TASK OBJECTIVE → Tally the lines in the entries below that contain the string "coat", where case counts. Give only the number.

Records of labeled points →
--- BEGIN ---
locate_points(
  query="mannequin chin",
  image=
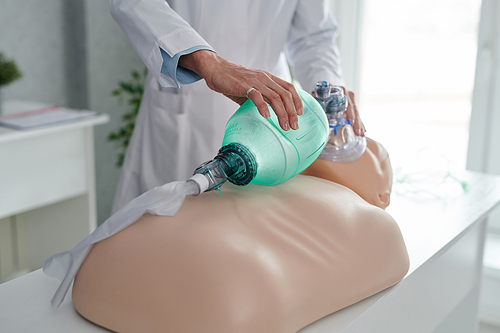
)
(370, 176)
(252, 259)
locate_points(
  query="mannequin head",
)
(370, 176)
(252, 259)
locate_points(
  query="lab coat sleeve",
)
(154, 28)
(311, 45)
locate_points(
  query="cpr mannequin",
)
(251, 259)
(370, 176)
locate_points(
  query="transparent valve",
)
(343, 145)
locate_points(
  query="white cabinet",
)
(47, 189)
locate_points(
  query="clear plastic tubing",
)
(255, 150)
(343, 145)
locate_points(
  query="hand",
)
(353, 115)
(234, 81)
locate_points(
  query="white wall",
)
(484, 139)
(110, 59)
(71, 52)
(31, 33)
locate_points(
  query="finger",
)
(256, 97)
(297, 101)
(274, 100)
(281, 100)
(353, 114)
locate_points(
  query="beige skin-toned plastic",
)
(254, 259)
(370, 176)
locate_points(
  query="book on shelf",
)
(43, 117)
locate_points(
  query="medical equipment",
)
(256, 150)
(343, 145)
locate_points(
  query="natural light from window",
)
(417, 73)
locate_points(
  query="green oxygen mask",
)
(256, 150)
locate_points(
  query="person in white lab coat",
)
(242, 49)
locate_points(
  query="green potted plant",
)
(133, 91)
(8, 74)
--- END ---
--- BEGIN ---
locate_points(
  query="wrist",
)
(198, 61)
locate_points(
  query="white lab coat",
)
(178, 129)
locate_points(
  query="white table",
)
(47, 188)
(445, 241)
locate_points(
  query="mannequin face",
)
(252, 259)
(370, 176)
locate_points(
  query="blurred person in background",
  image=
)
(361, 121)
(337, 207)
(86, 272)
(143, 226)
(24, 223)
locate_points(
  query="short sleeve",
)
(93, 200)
--- END ---
ANSWER IN FULL → 3